_Task prompt_.
In the records below, locate the line containing "For the benchmark, mark every instance of the green"; output that line and every following line through the last, exactly.
[Begin]
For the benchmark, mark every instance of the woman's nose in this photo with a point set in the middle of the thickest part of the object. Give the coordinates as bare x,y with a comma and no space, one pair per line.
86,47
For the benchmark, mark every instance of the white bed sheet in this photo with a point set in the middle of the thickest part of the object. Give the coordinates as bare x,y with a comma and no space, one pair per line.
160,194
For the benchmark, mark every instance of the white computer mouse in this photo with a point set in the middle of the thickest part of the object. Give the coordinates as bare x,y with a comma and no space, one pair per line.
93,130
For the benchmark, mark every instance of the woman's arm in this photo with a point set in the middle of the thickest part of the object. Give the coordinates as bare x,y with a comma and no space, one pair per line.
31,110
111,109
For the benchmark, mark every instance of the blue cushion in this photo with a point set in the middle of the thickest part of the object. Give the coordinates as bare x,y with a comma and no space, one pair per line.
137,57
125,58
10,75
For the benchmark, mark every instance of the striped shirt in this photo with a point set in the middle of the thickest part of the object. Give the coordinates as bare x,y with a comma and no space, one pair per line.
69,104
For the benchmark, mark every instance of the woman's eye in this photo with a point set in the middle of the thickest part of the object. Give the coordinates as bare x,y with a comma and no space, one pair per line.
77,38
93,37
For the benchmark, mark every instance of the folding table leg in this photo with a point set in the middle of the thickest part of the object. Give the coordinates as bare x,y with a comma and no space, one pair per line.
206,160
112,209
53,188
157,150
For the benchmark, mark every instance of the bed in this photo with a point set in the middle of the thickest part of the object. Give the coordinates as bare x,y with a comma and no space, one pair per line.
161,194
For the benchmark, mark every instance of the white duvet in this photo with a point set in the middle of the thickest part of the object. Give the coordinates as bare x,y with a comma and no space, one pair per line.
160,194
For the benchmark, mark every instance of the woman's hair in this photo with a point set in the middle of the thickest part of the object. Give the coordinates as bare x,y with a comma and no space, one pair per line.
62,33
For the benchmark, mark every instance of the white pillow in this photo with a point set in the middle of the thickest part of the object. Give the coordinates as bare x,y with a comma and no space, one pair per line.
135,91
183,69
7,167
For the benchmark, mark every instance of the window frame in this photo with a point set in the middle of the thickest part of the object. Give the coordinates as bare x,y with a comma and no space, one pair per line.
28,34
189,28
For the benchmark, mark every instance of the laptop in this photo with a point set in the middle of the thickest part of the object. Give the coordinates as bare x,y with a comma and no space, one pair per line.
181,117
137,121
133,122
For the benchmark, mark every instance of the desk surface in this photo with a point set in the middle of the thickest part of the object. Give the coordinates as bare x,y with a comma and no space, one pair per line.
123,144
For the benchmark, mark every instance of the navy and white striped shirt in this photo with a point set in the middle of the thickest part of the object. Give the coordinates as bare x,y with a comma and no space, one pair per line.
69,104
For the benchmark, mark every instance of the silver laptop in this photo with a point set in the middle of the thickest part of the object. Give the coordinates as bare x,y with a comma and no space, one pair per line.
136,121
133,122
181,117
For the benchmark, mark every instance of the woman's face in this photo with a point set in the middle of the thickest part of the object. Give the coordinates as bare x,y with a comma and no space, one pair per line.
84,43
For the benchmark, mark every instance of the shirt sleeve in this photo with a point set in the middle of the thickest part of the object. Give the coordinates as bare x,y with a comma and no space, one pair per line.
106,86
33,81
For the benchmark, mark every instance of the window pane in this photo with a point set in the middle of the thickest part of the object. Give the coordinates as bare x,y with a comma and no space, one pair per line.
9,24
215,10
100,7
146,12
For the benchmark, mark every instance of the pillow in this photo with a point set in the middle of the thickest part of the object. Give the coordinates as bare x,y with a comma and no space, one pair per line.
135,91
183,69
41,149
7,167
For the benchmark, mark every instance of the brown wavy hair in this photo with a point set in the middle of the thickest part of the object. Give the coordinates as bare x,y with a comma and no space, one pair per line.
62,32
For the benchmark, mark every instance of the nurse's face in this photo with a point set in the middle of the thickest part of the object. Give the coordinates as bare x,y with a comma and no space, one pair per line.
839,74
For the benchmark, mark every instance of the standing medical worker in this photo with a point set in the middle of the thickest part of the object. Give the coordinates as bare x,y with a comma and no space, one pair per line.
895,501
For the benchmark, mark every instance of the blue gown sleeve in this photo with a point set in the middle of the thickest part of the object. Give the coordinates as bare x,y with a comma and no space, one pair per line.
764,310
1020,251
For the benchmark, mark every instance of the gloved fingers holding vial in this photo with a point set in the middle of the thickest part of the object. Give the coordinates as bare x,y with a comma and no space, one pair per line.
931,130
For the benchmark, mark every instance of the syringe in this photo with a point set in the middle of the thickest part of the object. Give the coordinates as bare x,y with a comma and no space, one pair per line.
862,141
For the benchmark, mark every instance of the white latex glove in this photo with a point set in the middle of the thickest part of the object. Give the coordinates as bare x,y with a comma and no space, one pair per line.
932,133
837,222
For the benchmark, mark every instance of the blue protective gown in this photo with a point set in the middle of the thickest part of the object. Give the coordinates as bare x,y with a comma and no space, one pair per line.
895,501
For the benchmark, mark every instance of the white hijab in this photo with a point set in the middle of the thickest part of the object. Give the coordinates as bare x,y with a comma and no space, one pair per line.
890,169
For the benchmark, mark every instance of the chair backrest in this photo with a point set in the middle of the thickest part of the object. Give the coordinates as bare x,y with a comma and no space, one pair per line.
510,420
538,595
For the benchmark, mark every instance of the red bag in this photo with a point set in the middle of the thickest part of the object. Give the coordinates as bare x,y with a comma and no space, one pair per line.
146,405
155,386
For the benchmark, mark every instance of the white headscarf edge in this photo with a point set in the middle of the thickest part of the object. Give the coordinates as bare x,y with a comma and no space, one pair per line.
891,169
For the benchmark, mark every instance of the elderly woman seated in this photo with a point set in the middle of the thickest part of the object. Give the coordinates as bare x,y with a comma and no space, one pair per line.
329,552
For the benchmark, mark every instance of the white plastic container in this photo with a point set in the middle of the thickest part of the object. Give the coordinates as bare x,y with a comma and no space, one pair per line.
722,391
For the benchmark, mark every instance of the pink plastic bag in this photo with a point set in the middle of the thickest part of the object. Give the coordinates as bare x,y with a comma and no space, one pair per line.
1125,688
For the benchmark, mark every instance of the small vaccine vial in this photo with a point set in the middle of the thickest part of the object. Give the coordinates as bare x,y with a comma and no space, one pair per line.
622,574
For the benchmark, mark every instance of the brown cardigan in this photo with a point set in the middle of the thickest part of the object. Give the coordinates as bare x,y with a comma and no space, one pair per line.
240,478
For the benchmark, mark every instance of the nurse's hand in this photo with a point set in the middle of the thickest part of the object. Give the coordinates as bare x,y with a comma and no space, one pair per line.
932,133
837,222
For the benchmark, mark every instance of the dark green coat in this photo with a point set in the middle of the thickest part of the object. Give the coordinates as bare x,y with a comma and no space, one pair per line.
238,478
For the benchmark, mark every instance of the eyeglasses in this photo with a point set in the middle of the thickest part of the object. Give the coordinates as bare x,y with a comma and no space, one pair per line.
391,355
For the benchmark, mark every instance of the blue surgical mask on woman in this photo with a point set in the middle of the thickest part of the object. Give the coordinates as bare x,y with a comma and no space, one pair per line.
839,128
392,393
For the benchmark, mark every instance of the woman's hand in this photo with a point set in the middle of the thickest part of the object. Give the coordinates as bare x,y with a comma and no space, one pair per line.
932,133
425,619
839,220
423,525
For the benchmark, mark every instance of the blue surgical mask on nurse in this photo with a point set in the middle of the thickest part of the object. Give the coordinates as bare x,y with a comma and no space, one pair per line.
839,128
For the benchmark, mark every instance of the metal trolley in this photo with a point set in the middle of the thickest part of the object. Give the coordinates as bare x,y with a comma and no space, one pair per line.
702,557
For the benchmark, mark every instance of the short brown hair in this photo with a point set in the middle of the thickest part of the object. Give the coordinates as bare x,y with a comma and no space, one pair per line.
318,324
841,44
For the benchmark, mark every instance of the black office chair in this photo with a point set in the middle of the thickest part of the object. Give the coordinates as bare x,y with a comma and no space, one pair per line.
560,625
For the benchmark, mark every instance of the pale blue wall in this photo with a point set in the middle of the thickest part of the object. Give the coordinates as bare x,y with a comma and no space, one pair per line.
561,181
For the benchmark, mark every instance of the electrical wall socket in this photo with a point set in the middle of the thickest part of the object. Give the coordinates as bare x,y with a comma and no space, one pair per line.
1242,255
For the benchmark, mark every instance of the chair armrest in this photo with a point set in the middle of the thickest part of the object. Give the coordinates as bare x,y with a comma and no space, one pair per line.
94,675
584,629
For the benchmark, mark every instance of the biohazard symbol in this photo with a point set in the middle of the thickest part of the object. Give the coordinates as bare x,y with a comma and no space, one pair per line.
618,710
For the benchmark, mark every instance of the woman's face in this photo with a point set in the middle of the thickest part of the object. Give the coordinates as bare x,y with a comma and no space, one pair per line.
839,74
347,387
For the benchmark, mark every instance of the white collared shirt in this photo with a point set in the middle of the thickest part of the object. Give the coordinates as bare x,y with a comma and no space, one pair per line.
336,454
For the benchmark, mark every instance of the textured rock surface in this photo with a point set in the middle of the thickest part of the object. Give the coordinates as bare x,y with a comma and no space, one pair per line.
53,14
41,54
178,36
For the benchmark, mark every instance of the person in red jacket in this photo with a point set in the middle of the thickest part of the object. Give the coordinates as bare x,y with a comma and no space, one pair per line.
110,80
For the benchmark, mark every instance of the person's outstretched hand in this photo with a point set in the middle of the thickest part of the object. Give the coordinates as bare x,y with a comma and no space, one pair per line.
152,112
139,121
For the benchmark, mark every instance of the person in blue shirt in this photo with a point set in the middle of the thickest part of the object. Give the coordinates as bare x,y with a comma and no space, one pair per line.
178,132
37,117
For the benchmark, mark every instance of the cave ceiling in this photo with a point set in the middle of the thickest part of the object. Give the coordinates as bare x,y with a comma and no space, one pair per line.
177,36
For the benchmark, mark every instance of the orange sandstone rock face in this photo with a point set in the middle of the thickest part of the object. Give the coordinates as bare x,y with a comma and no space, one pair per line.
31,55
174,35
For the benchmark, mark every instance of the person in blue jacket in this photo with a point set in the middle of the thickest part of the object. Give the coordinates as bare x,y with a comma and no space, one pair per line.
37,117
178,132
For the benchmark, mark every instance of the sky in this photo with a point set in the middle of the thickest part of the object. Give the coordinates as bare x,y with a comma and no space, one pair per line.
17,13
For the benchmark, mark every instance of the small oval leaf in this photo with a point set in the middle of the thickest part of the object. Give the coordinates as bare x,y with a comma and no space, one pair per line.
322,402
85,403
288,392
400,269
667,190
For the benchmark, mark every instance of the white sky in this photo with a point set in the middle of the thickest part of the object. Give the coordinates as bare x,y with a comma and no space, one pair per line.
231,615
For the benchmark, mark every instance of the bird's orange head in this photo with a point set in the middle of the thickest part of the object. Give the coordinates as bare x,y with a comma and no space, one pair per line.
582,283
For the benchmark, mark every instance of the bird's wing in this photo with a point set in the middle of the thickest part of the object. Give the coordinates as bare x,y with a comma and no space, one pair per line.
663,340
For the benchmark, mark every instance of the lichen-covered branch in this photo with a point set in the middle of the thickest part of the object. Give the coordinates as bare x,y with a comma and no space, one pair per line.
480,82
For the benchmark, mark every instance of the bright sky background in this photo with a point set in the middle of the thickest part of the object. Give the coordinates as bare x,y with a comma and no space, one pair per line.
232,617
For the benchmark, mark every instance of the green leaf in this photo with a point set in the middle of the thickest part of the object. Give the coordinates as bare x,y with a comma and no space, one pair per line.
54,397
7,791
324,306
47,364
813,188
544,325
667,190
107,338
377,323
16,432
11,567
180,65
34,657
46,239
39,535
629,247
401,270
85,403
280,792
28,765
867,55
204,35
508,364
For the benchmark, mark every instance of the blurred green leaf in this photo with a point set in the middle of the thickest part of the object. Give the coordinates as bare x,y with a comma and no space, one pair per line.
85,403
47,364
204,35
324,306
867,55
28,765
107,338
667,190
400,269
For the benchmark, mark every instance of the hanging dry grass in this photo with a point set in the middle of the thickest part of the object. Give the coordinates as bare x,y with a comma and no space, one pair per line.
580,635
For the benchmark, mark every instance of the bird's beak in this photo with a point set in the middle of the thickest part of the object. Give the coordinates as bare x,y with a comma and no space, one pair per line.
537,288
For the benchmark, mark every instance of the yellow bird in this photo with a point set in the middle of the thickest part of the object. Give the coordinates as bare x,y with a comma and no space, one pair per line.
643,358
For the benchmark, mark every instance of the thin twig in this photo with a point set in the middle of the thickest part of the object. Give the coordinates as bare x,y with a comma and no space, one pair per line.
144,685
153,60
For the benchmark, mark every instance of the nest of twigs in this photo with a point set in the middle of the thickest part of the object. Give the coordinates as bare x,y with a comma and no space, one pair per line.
[End]
_Solution for this task_.
For the benchmark, mark every instance of the green leaf in this photo with a point set in the middle of the thickest part of the object. Give the coordinates as bare x,y with a comma and no space, one pair per line.
54,397
7,791
324,306
47,364
813,188
544,325
667,190
107,338
377,323
16,432
11,567
180,65
34,657
46,239
39,535
629,247
401,270
85,403
280,792
28,765
867,55
204,35
508,364
For the benchmark, mark every instance of the blurred green leaf in this photo with a point set in the middle of the thickest part of the object. Give the coordinates as bare x,y with a comma and no space, one pair per line.
85,403
47,364
204,35
324,306
867,55
28,765
107,338
667,190
400,269
For the benchmark, mark every instance of the hanging dry grass in this photo with a point set in the middle of the thickest part of the object. Give the coordinates as bare x,y with a comma and no space, one pair per line.
580,635
For the benchmark, mark every instance of the bird's beak in this photo with a point set in the middle of the thickest part of the object. Give the coordinates as bare x,y with a comma and no space, one pair per line.
537,288
For the benchmark, mark every instance of the yellow bird in this photo with a point set in the middle of the thickest part of the object. Give the coordinates as bare x,y with a comma and no space, one pair per line.
643,358
For the benchmark, mark every instance of the thin twig in this photo with a point set in the middle of the thickest part of the object. Give the coordinates as bare x,y with a comma and no space, one pair per line.
144,685
153,60
For the benchmark, mark every instance of the nest of twigs in this photo with a point set in the middle of the thickest part of the object. Give the coordinates as bare x,y with a comma and no space, one pair per line.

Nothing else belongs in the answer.